___ RECORD SET ___

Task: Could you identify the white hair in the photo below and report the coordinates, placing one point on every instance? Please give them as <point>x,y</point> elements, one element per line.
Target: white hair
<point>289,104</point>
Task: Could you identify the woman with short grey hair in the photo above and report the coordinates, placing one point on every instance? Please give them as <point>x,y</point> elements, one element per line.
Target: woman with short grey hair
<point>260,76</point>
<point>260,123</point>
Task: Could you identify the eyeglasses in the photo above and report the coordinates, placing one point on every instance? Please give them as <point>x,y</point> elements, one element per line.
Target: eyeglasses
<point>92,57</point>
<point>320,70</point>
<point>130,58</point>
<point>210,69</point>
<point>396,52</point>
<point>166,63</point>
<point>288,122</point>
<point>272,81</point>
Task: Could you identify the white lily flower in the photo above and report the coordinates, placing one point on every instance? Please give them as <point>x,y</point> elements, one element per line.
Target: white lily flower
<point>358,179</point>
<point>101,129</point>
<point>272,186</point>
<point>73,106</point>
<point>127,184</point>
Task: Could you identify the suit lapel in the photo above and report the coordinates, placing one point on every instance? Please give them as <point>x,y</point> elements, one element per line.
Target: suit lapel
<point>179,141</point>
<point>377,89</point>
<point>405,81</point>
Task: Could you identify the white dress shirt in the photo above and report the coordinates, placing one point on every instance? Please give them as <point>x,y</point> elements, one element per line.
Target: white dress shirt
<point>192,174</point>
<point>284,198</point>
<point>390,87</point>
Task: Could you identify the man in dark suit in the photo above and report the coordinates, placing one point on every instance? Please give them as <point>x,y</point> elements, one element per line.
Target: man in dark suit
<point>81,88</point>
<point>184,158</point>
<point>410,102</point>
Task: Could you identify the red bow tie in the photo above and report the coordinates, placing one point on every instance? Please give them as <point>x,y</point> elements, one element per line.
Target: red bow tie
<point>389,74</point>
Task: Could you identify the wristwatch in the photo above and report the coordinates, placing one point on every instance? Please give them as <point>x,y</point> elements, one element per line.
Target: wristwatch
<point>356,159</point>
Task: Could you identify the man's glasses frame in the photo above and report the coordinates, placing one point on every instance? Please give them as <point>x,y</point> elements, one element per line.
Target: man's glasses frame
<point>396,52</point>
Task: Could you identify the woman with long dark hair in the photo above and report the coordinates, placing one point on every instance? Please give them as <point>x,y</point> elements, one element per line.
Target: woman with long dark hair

___

Transcribe all of the material above so that it matches the source exactly.

Task: Could you identify the white hair in the photo below and report the coordinates, placing one point on every instance? Please give them as <point>x,y</point> elements, one element per line.
Target: white hair
<point>289,104</point>
Task: Could you identify the woman with short grey hair in the photo above and report the coordinates, placing one point on every instance? Please give them as <point>x,y</point> elements, one element per line.
Target: woman with short grey hair
<point>260,76</point>
<point>260,123</point>
Task: Could you identify the eyeglasses in the photo above and report the coordinates, placing one point on every instance? Please give them as <point>x,y</point> elements, one element per line.
Target: eyeglasses
<point>92,57</point>
<point>320,70</point>
<point>130,58</point>
<point>210,69</point>
<point>396,52</point>
<point>166,63</point>
<point>288,122</point>
<point>272,81</point>
Task: Could you identify the white lily flower in the photo above and report the coordinates, placing one point on every instance? Please give them as <point>x,y</point> elements, one element per line.
Target: white lily flower
<point>358,179</point>
<point>101,129</point>
<point>272,186</point>
<point>73,106</point>
<point>127,184</point>
Task: Could you identify the suit lapel in the photo above and report the coordinates, placing one point on every instance? Please give them as <point>x,y</point> elements, one element per line.
Target: suit lapel
<point>179,141</point>
<point>377,89</point>
<point>405,81</point>
Task: Could you identify the white dress shirt in the photo above and report the coordinates, placing one point on every instance? Please give them as <point>x,y</point> elements, one element per line.
Target: white dress shirt
<point>192,174</point>
<point>284,198</point>
<point>390,87</point>
Task: Could you identify the man in dark suit in the photo above and report the coordinates, placing one point on every instance? Please give them as <point>x,y</point> elements, one element per line.
Target: man in dark suit
<point>81,88</point>
<point>184,158</point>
<point>410,102</point>
Task: Could you identify the red bow tie in the photo above and report the coordinates, placing one point on every instance? Please give them as <point>x,y</point> elements, one element per line.
Target: red bow tie
<point>389,74</point>
Task: Could you identify the wristwatch in the photo above and report the coordinates, placing one point on every instance? Please give them as <point>x,y</point> elements, one element per line.
Target: wristwatch
<point>356,159</point>
Task: Could you identify the man's glasses frame in the photo above and report the coordinates, placing one point on every instance? Please give them as <point>x,y</point> elements, one element per line.
Target: man's glasses frame
<point>396,52</point>
Task: Could you identify the woman with long dark hair in the photo above and report the coordinates, placing one point on every instance? Please give them as <point>x,y</point> elements, one element per line.
Target: woman with long dark hair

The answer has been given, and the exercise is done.